## Problem to solve
List every line in the listing below that contains the word "grass", copying each line in full.

## Stored data
>> start

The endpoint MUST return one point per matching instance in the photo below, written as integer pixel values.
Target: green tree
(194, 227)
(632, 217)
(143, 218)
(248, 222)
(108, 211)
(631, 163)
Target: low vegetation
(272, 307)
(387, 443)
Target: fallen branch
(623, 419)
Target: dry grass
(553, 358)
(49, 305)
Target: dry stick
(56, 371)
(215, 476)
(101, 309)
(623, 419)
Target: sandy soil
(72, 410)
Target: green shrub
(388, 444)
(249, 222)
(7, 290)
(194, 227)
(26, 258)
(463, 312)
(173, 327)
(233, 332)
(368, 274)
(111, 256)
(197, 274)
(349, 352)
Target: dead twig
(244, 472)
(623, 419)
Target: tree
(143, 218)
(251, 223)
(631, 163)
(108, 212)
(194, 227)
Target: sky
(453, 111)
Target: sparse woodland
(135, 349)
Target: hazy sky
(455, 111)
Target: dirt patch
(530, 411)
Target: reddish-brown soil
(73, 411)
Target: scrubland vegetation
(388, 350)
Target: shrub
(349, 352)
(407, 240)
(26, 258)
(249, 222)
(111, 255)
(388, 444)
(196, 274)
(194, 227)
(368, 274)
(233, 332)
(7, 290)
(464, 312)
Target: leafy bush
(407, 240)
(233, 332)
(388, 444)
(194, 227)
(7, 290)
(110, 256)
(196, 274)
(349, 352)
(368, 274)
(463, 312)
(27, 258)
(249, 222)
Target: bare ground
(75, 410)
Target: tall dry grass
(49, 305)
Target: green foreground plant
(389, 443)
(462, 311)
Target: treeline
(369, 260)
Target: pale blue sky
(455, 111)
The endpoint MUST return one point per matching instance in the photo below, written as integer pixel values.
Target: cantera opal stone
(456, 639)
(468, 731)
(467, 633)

>> end
>> start

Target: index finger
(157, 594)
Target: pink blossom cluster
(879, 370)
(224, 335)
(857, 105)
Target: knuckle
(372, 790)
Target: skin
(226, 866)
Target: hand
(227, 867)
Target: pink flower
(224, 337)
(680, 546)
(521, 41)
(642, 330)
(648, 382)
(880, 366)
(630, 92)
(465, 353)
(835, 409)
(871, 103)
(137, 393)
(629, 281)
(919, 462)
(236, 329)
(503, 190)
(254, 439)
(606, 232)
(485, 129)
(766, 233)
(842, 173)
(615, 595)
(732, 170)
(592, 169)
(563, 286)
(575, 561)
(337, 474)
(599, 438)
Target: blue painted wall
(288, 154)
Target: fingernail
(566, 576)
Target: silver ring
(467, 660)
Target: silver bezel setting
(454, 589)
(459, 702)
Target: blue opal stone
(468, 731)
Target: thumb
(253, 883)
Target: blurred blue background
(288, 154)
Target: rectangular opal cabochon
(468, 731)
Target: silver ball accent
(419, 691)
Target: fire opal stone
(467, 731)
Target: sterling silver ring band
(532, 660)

>> end

## Full solution
Target: dry grass
Target: tall dry grass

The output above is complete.